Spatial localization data
- Opening Delimiter -

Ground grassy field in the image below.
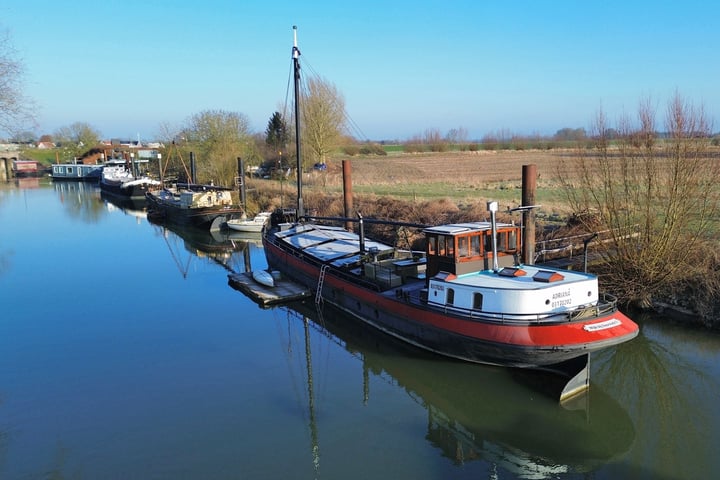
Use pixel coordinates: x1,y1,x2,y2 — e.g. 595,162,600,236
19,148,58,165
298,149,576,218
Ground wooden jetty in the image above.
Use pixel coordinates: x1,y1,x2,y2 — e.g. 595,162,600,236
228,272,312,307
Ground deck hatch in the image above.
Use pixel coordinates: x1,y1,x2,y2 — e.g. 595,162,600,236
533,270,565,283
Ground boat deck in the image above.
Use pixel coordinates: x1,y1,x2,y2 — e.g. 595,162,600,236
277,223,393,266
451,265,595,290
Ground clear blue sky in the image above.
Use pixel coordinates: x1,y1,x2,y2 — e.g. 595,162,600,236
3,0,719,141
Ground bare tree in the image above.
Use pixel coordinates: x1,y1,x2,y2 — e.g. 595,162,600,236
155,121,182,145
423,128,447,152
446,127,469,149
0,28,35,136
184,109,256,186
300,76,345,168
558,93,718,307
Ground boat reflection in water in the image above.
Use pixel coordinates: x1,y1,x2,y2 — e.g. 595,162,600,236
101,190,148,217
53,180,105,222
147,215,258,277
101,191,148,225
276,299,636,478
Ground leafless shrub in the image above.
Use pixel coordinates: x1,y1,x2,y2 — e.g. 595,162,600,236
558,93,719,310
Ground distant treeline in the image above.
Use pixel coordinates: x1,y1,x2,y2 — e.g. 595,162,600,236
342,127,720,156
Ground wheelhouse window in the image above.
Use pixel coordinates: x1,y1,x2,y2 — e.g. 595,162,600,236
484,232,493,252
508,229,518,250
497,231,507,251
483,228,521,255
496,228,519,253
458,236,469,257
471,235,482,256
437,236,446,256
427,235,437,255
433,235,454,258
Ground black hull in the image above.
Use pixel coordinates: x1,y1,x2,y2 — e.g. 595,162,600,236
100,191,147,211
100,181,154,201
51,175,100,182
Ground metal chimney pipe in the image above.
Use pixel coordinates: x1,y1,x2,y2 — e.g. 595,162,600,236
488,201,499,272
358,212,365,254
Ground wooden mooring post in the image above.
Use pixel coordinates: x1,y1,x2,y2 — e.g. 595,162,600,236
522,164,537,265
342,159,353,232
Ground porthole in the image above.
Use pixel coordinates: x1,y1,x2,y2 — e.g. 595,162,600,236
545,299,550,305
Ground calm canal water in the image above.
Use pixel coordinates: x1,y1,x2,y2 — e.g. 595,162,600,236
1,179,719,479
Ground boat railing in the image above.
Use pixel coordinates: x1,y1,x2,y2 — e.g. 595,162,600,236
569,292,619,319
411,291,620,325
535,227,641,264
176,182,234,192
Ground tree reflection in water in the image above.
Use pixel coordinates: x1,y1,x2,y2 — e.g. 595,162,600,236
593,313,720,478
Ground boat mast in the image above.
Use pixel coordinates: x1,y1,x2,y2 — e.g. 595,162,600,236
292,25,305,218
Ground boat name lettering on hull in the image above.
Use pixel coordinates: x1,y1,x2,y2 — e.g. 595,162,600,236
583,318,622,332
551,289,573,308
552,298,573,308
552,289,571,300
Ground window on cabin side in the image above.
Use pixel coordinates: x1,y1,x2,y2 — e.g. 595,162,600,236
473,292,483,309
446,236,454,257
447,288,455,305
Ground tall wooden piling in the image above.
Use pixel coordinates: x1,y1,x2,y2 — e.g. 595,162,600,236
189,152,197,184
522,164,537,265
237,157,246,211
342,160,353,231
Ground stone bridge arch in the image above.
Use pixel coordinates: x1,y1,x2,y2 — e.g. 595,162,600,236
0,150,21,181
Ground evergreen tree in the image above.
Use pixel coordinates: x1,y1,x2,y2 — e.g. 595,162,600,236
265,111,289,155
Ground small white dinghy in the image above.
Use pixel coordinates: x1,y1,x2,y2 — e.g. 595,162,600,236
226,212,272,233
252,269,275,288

- Closing Delimiter -
- Opening Delimiter -

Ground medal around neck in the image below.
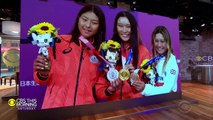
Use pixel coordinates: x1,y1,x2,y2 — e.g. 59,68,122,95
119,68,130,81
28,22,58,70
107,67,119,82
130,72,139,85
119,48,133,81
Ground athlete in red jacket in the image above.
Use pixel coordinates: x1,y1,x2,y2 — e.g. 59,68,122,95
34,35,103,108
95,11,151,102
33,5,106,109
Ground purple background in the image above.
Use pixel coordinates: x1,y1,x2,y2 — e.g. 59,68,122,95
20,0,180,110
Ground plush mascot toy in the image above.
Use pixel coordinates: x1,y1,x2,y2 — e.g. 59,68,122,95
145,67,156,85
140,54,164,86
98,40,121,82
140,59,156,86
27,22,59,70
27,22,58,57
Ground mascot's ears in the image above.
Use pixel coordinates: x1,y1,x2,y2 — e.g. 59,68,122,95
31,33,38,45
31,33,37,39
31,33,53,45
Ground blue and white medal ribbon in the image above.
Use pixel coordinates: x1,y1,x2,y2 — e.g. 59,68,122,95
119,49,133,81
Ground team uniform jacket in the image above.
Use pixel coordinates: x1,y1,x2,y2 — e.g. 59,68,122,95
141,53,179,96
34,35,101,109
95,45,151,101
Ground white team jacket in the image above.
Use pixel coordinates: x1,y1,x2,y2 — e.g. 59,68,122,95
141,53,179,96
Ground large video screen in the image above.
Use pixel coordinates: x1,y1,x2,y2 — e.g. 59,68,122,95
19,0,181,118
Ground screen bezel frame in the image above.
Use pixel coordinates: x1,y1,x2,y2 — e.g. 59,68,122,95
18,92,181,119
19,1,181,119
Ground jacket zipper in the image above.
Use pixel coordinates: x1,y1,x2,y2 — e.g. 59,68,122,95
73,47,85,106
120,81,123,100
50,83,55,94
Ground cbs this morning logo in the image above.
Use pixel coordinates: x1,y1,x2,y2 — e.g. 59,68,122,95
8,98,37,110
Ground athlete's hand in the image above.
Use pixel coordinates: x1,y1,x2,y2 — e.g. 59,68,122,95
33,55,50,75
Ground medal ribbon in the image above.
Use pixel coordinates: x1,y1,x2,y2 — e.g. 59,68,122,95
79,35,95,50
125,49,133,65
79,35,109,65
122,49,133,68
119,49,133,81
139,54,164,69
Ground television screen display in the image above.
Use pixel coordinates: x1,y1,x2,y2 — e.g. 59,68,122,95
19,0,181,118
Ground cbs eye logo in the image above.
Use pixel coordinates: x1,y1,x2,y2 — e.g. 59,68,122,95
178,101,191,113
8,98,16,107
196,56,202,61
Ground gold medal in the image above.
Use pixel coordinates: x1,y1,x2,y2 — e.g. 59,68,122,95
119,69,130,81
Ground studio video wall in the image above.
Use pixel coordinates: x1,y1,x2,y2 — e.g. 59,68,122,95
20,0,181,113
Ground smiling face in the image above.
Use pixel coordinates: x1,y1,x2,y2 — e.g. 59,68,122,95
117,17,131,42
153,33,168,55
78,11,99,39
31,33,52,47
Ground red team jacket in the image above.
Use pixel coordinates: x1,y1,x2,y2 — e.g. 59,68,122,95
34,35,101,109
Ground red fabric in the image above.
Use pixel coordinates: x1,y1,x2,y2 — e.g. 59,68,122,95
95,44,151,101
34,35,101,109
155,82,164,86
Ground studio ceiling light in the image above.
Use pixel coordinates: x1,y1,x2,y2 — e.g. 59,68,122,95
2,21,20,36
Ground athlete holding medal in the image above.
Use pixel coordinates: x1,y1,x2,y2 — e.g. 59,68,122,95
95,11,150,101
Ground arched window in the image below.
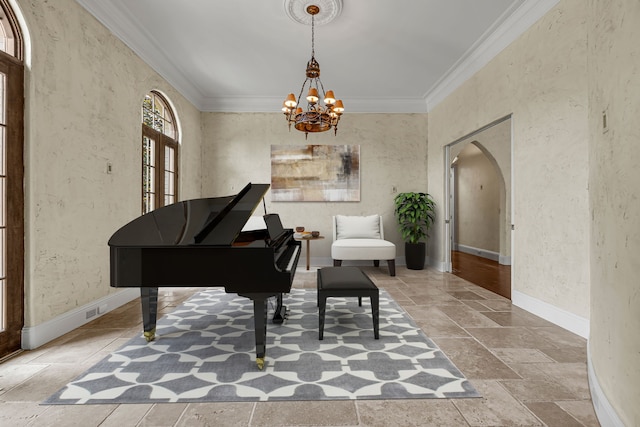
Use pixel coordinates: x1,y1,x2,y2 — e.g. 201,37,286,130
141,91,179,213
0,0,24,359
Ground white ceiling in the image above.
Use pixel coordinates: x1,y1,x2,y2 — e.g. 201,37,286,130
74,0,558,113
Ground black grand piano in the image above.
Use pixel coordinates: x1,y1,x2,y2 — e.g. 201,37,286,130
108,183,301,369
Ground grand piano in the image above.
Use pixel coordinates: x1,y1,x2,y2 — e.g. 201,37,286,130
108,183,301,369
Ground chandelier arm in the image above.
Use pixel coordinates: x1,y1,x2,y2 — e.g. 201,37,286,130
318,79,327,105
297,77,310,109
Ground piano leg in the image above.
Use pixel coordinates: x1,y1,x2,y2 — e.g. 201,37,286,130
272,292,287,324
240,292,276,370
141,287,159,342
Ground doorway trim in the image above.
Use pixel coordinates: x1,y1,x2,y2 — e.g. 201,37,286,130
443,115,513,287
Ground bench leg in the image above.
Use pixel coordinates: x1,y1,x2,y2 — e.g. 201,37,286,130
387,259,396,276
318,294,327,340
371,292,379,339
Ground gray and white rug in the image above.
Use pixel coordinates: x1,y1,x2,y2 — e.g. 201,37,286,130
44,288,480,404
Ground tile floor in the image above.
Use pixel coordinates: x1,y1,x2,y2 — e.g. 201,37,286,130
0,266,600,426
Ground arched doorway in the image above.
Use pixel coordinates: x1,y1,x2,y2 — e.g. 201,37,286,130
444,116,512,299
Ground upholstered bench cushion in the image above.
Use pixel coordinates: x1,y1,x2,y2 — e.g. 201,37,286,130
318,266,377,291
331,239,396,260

- Closing Delimiter -
- Opening Delimiter -

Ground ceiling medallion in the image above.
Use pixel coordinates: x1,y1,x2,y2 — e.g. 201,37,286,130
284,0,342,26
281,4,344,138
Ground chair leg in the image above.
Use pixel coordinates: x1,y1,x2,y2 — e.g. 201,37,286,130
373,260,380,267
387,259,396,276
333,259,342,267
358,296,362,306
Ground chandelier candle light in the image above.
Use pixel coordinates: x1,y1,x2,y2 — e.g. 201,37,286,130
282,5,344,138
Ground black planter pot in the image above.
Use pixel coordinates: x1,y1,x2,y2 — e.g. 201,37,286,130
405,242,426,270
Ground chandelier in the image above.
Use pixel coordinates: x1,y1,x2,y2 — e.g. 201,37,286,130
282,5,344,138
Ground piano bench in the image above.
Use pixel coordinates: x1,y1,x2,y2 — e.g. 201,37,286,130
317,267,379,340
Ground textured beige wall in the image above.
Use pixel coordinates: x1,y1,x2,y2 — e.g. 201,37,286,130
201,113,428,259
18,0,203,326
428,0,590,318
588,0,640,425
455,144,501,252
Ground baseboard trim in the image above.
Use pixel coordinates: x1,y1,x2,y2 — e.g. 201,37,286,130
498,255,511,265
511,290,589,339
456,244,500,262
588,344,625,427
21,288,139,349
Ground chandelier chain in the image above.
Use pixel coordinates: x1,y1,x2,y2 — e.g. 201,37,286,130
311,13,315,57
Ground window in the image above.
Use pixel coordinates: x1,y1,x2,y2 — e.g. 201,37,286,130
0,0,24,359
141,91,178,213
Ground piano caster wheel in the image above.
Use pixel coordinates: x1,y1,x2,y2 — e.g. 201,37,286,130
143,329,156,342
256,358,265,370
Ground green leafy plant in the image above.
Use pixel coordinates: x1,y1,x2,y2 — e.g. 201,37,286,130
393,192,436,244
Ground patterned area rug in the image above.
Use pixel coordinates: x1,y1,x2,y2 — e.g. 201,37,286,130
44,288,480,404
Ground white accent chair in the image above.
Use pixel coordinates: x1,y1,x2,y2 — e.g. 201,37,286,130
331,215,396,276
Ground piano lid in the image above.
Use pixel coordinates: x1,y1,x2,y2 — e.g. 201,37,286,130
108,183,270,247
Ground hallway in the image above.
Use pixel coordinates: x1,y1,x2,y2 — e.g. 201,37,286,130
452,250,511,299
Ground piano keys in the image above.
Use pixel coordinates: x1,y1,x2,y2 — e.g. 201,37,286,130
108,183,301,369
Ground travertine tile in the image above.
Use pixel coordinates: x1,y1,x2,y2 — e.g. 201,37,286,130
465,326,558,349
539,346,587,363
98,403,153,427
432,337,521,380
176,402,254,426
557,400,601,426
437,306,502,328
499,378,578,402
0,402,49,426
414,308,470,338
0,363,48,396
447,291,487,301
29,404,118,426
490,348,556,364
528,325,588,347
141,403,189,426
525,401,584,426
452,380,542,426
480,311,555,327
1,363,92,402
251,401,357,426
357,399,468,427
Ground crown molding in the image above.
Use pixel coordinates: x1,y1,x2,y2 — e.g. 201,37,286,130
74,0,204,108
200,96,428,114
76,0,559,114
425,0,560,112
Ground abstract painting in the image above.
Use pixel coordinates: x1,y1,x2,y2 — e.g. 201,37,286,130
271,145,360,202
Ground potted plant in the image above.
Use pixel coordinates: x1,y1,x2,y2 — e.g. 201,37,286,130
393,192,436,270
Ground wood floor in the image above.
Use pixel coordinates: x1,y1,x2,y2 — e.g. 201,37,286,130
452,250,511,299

- Closing Delimiter -

**WHAT THE TASK REQUIRES:**
The answer consists of every line above in which the word "water" occurs.

**WRITTEN RESPONSE:**
Ground boat reflection in water in the image above.
Ground calm canal water in the image above.
Ground tree reflection in water in the image above.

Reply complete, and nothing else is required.